▸ GIVEN PROBLEM
State how many lines in the listing below contain the string "flock", counting only matches with the same capitalization, and give the number alone.

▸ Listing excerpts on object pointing
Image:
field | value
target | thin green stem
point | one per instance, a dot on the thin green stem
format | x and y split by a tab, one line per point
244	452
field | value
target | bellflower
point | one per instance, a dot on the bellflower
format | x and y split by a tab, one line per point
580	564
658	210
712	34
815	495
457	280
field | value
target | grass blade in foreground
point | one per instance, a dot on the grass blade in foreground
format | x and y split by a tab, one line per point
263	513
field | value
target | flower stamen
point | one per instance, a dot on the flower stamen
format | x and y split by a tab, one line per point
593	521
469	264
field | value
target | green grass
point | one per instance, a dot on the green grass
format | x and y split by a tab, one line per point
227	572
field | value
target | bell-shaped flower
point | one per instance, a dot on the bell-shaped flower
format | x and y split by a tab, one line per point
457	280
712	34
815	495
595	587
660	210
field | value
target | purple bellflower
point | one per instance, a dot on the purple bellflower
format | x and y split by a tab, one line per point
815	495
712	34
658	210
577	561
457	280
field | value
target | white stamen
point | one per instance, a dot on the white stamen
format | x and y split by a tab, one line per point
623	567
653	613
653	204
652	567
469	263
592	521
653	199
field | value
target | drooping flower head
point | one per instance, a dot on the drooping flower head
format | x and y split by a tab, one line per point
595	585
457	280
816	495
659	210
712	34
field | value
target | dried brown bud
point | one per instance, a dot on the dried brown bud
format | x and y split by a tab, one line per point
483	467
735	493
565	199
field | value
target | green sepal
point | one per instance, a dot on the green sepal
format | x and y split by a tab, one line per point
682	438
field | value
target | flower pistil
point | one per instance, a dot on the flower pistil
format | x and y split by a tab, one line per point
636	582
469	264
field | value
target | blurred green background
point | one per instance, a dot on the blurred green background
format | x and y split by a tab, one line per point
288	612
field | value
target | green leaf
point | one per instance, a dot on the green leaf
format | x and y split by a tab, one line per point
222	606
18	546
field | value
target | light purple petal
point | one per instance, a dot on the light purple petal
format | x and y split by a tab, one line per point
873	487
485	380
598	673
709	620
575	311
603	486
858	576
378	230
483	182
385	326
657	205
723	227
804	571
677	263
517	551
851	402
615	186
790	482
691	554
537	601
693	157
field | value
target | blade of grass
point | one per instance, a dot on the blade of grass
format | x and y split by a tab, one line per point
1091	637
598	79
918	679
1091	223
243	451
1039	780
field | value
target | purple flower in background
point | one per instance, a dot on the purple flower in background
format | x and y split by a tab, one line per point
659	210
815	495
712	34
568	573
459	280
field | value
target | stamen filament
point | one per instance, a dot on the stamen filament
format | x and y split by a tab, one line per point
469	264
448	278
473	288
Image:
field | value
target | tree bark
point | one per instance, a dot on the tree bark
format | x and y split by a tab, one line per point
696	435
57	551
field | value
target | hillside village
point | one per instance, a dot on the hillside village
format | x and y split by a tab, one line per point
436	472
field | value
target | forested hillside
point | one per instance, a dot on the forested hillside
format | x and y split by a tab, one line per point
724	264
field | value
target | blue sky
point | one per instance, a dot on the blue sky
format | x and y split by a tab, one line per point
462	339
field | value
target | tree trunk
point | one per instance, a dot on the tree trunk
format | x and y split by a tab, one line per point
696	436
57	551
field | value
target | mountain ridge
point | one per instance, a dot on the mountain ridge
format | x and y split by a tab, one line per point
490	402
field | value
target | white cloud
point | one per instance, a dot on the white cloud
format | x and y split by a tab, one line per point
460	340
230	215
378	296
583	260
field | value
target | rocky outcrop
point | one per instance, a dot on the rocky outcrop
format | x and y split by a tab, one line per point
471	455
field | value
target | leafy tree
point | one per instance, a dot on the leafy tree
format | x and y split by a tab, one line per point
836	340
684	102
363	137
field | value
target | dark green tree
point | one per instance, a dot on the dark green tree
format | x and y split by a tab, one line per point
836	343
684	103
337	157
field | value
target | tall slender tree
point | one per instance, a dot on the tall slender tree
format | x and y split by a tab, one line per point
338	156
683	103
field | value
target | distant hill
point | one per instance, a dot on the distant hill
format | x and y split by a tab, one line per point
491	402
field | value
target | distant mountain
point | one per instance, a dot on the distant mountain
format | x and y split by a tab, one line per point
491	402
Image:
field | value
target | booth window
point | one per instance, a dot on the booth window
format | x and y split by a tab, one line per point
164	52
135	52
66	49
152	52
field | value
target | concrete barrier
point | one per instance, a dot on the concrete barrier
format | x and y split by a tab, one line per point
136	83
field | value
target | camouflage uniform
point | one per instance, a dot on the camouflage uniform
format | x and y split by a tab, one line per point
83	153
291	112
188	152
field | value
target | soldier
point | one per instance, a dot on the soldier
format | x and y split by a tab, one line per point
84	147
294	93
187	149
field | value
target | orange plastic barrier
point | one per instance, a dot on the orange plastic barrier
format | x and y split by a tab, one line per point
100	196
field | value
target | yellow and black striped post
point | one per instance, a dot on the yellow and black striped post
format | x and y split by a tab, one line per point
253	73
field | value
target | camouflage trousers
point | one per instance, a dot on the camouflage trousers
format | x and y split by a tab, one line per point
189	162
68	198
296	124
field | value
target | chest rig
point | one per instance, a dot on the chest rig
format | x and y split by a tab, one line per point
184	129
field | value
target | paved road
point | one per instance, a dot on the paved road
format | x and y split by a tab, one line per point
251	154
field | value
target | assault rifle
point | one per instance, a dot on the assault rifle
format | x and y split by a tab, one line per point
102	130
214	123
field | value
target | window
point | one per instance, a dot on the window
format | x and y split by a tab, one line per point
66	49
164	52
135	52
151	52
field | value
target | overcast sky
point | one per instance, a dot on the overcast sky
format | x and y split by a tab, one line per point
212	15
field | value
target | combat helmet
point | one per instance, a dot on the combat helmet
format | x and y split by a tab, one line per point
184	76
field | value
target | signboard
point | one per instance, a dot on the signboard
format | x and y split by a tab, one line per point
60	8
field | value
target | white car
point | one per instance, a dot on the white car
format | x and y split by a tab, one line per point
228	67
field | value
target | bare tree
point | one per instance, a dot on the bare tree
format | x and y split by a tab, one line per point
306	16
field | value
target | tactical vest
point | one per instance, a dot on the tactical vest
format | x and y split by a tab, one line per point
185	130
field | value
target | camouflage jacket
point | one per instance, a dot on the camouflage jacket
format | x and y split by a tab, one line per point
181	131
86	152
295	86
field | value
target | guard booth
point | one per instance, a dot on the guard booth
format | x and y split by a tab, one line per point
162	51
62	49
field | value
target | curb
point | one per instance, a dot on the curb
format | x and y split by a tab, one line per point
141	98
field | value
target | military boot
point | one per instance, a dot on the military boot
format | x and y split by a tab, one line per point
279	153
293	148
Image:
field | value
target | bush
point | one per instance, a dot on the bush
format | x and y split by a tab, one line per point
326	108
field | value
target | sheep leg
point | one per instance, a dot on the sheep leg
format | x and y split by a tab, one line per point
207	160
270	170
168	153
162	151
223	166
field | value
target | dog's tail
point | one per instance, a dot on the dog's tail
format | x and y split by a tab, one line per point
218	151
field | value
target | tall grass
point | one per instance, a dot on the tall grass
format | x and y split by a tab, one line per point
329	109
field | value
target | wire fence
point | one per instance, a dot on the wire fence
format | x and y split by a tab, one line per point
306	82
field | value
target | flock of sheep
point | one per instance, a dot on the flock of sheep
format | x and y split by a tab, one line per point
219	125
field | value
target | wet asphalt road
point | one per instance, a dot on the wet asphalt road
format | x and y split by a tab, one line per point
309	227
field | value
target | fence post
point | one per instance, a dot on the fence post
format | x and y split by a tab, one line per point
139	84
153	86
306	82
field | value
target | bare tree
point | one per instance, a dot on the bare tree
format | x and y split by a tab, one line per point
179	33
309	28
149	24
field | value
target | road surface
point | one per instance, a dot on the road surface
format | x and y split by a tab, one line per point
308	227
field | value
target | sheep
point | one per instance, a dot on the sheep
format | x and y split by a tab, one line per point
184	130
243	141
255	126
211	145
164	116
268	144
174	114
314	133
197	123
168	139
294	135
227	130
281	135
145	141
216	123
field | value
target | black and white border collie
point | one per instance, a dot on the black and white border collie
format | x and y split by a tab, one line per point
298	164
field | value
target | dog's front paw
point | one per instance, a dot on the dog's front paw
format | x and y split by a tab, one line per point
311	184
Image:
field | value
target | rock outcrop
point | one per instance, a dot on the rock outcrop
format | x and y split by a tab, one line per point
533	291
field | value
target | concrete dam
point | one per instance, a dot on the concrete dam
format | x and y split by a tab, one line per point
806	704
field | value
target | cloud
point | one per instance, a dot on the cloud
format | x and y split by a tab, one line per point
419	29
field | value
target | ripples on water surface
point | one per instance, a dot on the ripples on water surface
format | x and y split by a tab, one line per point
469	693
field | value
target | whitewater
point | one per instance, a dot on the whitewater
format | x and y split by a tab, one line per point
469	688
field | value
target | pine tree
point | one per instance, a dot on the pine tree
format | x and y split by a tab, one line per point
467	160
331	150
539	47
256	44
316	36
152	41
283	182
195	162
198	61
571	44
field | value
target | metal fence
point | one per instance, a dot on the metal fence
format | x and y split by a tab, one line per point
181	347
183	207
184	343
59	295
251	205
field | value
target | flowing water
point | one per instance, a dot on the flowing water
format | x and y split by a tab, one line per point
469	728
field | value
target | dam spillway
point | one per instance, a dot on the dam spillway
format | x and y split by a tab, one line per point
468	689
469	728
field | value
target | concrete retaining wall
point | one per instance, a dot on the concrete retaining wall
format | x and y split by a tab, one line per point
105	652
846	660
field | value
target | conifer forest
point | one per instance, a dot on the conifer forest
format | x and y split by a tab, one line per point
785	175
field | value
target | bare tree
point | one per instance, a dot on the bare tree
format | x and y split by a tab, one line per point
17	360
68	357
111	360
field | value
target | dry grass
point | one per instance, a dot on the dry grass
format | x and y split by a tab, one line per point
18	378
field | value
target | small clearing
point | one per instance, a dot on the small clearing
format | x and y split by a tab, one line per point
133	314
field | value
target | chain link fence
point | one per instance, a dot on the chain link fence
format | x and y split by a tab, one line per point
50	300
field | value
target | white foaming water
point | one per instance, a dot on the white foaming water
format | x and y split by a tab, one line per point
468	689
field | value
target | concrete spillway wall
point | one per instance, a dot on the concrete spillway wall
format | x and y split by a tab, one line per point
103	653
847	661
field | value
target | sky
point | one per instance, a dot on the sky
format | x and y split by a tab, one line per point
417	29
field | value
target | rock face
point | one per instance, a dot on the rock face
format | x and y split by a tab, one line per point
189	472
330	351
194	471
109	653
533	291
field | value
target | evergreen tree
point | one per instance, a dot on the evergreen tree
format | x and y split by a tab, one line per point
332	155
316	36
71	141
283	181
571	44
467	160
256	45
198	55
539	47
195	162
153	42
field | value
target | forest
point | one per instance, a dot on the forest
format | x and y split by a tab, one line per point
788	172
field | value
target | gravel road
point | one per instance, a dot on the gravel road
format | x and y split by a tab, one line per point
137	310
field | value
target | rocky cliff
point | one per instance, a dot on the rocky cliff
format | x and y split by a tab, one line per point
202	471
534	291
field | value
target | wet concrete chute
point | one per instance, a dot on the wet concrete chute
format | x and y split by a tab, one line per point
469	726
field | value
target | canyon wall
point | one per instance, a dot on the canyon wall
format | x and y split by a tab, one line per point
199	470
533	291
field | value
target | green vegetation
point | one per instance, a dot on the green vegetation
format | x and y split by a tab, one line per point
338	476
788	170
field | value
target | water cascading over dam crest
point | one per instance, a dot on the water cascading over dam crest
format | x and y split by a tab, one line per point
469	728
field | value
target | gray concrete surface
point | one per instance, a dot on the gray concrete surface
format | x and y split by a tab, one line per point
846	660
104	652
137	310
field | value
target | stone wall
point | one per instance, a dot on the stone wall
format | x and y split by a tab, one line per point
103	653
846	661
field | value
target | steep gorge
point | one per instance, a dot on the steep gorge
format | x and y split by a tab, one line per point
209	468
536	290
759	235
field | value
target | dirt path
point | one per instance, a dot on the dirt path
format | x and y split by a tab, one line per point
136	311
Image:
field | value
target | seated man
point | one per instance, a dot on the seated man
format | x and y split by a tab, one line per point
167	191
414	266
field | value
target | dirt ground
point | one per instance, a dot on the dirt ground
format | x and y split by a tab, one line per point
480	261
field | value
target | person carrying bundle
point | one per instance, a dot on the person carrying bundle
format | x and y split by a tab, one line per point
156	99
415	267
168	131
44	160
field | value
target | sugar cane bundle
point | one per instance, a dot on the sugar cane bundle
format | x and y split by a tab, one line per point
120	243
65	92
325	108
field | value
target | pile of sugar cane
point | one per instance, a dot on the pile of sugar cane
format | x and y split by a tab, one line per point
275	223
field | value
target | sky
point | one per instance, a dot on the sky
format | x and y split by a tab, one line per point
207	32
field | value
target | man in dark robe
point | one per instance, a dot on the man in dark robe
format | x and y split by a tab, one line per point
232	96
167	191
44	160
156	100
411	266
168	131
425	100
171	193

▸ ANSWER
2